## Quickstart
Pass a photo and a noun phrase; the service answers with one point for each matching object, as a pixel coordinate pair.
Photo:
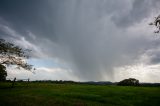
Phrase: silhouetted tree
(156, 23)
(129, 82)
(11, 54)
(3, 73)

========

**WRITTEN INSTRUCTION**
Reproduce the data above verbatim, line for line, omitting the picture.

**THE RESPONSE**
## Quickstart
Pass a photo and a noun phrase; the service answers with one point for each matching object, as a pixel coordinate pair.
Photo:
Phrase: silhouetted tree
(156, 23)
(129, 82)
(11, 54)
(3, 73)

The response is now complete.